Dataset entries:
☆ ☆ ☆

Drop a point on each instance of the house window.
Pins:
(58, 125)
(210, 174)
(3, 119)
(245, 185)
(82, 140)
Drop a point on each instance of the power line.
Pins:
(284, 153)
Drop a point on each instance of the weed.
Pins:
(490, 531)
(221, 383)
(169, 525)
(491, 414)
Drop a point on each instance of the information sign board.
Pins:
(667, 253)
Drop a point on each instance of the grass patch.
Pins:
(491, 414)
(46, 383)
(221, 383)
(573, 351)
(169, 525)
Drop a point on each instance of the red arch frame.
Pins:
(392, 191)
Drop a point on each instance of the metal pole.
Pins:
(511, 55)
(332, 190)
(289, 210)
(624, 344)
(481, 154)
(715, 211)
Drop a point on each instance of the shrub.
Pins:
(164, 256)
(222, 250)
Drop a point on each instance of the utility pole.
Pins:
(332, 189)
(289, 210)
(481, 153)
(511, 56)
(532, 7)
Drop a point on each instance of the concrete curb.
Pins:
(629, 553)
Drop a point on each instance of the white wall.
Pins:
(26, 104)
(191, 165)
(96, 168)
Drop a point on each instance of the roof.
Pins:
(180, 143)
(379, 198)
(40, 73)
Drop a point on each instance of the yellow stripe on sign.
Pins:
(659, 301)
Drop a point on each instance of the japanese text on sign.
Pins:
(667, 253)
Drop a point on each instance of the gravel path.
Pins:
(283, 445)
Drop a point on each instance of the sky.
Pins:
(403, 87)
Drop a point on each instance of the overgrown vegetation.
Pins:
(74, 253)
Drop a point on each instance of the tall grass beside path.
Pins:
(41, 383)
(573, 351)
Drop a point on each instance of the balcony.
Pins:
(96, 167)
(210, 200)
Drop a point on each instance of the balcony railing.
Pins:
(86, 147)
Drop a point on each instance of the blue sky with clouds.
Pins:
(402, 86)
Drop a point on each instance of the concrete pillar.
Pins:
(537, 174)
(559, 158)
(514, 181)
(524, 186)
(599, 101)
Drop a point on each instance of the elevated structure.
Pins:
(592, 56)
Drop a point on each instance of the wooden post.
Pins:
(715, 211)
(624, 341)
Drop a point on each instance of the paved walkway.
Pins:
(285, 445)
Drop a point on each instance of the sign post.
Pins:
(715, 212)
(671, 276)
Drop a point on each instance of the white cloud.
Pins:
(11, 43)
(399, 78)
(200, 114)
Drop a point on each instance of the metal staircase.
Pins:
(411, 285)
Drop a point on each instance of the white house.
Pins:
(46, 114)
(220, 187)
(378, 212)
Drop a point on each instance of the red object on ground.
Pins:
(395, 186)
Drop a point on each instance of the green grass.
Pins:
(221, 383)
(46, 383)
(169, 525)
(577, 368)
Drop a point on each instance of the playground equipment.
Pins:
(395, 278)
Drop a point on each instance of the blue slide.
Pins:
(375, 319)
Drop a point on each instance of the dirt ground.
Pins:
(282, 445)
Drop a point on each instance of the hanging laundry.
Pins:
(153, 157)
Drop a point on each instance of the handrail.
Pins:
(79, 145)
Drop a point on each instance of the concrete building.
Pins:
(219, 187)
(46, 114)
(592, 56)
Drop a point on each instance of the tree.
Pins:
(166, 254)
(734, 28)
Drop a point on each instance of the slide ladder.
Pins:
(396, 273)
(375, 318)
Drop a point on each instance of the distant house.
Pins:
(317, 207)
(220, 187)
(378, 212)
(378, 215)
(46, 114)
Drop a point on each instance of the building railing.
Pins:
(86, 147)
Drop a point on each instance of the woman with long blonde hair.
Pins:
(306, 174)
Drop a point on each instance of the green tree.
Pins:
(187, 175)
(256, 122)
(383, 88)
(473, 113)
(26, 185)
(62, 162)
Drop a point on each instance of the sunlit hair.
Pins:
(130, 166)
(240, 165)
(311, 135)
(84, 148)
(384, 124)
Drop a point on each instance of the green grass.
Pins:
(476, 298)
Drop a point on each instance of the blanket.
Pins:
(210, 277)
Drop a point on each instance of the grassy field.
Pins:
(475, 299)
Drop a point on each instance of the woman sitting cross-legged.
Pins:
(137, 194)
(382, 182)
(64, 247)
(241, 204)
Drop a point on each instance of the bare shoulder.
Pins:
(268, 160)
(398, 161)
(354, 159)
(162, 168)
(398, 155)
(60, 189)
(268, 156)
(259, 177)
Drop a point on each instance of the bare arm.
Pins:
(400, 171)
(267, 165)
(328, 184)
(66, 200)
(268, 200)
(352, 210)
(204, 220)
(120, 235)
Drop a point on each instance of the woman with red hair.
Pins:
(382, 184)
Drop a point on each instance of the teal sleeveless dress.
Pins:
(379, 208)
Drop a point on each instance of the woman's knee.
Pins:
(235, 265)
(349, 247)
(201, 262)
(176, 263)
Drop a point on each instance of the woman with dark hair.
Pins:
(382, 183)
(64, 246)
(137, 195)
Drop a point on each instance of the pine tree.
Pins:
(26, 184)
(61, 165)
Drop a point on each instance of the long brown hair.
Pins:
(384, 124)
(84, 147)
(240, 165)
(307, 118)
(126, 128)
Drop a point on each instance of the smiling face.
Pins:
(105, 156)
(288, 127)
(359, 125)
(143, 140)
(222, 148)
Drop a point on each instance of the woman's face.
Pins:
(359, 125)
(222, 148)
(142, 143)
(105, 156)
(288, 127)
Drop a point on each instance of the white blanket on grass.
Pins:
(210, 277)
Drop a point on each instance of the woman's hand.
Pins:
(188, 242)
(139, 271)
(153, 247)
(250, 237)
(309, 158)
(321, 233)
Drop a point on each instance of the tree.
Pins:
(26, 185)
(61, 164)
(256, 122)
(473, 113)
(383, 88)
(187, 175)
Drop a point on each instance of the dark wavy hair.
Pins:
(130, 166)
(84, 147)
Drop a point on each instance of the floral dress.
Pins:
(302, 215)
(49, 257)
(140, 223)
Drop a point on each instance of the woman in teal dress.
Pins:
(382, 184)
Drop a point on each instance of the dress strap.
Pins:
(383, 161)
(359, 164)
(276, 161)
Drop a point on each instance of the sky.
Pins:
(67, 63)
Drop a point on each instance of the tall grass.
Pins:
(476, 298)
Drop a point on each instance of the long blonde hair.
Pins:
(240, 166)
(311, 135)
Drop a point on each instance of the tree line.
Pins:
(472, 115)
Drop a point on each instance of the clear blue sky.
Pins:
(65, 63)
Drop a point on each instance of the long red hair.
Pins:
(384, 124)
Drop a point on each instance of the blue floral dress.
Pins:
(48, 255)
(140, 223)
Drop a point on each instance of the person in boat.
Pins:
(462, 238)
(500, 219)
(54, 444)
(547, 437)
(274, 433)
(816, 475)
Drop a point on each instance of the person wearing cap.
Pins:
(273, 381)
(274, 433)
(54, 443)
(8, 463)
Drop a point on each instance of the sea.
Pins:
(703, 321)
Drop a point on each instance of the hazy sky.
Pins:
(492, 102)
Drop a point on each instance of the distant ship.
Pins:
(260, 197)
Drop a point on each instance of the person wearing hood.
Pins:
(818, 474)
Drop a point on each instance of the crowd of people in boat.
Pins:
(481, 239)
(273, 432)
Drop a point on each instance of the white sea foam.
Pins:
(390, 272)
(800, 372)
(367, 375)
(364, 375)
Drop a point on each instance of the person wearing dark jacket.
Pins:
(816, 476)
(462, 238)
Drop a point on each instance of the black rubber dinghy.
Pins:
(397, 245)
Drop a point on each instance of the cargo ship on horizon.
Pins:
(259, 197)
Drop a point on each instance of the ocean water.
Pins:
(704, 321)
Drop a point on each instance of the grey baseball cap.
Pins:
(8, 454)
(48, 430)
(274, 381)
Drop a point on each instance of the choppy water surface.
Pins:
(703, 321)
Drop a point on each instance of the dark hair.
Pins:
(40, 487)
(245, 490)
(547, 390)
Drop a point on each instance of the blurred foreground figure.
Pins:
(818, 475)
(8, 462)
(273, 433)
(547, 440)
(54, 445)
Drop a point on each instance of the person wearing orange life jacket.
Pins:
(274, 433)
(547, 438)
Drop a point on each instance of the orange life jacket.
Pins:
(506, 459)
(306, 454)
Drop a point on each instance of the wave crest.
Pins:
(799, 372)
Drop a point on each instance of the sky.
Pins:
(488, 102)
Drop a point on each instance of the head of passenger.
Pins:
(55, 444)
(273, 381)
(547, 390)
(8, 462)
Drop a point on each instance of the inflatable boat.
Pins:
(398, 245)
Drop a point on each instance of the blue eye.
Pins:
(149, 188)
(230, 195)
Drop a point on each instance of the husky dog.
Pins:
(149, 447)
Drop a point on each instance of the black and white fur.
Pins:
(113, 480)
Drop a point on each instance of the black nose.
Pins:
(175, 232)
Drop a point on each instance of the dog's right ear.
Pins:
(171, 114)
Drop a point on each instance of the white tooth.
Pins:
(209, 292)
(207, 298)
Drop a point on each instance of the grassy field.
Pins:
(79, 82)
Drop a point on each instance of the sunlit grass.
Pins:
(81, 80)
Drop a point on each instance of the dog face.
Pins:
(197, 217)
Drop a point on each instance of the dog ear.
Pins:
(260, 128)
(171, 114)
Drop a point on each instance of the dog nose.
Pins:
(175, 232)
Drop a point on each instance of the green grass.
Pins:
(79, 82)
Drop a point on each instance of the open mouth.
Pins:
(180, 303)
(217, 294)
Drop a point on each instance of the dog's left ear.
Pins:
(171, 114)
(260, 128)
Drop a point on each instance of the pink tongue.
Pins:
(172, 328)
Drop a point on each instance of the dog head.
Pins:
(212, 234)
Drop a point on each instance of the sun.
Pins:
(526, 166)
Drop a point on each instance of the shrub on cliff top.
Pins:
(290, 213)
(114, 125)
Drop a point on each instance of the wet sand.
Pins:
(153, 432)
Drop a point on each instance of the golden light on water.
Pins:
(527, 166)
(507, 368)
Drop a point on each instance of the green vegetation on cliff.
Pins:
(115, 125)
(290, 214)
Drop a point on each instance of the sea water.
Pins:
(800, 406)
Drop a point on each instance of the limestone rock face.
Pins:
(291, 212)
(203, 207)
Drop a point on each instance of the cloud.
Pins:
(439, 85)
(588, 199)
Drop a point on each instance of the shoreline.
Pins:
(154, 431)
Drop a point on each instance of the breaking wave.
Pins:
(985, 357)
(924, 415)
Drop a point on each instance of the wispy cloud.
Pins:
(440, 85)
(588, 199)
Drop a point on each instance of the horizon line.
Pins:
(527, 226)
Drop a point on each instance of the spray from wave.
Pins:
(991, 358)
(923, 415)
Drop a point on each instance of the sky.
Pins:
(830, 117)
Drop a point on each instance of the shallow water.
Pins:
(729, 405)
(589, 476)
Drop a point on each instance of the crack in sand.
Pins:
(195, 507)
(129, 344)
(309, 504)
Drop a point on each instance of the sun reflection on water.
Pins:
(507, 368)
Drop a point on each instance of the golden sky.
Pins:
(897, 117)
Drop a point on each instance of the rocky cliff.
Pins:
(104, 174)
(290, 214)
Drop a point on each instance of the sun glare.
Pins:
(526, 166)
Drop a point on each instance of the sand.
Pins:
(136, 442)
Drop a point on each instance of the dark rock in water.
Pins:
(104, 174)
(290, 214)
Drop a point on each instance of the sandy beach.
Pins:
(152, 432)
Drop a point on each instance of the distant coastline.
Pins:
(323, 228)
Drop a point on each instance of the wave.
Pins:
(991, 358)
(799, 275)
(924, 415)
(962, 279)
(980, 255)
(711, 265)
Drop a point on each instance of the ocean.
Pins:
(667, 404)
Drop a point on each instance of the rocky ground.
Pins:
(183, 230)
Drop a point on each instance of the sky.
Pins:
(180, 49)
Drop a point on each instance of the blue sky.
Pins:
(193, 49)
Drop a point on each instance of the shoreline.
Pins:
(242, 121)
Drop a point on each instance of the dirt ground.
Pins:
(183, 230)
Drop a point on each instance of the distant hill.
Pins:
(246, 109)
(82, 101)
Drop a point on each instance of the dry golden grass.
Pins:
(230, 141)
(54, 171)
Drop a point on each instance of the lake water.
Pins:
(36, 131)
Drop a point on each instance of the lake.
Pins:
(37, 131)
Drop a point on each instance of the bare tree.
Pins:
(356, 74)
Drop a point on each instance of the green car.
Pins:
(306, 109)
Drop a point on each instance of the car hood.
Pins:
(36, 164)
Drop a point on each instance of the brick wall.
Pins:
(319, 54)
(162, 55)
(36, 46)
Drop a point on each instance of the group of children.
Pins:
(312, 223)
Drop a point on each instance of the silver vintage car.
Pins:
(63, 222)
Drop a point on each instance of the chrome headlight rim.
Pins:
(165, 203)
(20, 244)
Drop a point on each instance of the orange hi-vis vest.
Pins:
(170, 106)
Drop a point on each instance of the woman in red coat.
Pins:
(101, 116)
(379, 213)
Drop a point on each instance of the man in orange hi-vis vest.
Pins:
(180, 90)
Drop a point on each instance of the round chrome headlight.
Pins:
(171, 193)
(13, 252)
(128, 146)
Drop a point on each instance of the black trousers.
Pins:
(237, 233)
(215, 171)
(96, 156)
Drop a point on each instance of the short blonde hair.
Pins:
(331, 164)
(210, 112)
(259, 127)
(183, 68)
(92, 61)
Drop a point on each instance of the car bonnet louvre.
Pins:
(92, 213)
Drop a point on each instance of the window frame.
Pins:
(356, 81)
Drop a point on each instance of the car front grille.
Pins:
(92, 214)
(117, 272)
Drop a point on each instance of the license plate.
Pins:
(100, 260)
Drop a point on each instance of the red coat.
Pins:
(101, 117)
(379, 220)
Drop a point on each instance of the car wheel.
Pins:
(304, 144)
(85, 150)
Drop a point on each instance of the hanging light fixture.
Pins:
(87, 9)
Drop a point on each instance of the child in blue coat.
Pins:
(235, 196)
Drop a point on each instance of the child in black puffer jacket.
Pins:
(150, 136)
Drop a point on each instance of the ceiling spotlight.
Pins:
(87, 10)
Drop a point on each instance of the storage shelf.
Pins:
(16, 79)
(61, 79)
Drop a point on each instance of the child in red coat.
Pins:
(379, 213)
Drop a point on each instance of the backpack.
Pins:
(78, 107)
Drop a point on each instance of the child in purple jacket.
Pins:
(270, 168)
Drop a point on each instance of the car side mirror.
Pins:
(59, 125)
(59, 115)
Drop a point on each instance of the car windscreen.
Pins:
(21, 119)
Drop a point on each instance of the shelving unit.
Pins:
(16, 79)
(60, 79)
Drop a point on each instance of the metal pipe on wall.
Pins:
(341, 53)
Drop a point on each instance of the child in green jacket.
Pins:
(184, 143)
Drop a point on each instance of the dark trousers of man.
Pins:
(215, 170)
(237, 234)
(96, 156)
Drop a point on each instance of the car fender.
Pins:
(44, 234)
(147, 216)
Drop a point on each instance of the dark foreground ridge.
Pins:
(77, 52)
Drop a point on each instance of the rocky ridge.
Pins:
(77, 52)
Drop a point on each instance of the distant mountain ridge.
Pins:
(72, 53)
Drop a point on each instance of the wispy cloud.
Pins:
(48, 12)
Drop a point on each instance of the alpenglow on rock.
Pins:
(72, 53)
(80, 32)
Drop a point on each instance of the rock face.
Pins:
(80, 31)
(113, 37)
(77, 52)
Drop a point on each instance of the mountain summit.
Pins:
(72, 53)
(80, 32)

☆ ☆ ☆

** Your assignment **
Of the entries above, how many lines hold the word "long"? Give back only that number.

** Solution **
4